● Required task A
Output the stretch of the listing from the line containing "Where can the man's leg" through the end of the listing as a JSON list of strings, one string per line, with blank lines omitted.

● Extract
But the second mother was with the seventh son, and they were both out on Highway 61.

Instead, we drove to this Lake Mead Recreation Area campground (we’d actually already pulled through here to dump tanks earlier that day, so this was a last resort). It’s $10-20/day with no water, sewer, or electricity, but there are bathrooms and running water from outside faucets. And you can have your own campsite to yourself: legal privacy.

People are appreciating that. A guy living in his truck has to do his private business standing right inside his drivers’ side door, and he basically sits in the truck all day otherwise. The older couple living in their tent have been working on their truck the whole time we’ve been here and actually drove it away one day, only to have it towed back. Each night they scavenge the trees around us for wood for their campfire to make their dinner.

And this campground is very quiet. I think most people in here are thankful they have a place to be where they’re not being harassed, not out in the public trying to do private things. Heck, that’s how I feel, too.

Georgia Sam, he had a bloody nose. Welfare Department, they wouldn’t give him no clothes.

Then there’s the Las Vegas strip. We ended up driving beside it along the Catholic Mission section, where there were maybe three blocks of homeless people on the long sidewalk, waiting for a meal, making connections, arguing with connections, trying to hang on. We had take-out lunch in a city park where a guy was trying to privately wash himself in the public fountain. Others were privately sleeping on the public grass, sitting slumped at picnic tables, staring out. Us trying not to run into them was like being a ball in a pinball machine.

I’ve seen homelessness in all the cities I’ve lived in or near (D.C., Richmond, Atlanta, Portland), and I’ve known some rare folks who choose it. These people here seem to be without hope, and driving by them, walking by them, camping by them is like walking through the memory unit of the assisted living center my mom used to live in where people stare into space without knowing quite what else to do.

We’ll just put some bleachers out in the sun, have it on Highway 61.

● Required task B
In the campground extract, how much does it cost per day to stay at the Lake Mead Recreation Area campground?

● Task input

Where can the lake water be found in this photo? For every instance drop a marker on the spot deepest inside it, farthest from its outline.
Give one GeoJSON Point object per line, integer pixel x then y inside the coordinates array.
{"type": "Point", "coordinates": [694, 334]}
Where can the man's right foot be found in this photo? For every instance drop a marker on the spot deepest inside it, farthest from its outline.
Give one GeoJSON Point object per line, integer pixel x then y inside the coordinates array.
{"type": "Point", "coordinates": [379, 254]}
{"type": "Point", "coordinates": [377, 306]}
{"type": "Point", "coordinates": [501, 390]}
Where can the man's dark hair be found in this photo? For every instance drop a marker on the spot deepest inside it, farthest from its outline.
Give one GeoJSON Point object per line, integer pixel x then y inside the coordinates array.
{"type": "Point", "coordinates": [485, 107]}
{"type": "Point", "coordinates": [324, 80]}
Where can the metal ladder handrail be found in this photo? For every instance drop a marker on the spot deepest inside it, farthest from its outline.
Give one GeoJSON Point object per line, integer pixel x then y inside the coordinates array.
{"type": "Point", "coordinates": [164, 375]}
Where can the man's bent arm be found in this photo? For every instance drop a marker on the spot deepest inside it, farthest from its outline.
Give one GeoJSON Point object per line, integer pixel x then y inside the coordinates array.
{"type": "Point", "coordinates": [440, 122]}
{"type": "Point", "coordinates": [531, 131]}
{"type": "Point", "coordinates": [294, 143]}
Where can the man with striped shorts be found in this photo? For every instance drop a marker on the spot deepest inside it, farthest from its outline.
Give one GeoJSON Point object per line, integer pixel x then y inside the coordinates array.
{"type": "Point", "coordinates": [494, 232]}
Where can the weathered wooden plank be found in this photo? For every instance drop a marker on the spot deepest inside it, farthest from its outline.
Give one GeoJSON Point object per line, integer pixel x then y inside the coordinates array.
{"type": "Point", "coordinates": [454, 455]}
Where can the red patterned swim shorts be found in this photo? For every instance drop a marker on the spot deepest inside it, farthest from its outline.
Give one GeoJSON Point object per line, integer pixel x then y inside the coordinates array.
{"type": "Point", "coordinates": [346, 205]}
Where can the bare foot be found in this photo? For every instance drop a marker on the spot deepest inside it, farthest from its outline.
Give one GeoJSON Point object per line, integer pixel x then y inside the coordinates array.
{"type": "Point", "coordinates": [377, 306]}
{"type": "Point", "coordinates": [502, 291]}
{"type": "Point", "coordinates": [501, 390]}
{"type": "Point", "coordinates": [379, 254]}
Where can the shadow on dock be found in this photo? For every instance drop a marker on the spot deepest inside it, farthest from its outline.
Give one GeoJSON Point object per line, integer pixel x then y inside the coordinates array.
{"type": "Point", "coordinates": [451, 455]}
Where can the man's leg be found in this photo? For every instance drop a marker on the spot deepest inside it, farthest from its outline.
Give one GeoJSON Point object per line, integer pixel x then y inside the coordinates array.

● Problem solution A
[
  "Where can the man's leg be found in this photo? For every instance drop a marker on the spot deepest inside it, farthest from its outline.",
  "Give one GeoJSON Point object per line, integer pixel x then y inside the coordinates array."
]

● Problem solution B
$10-20 per day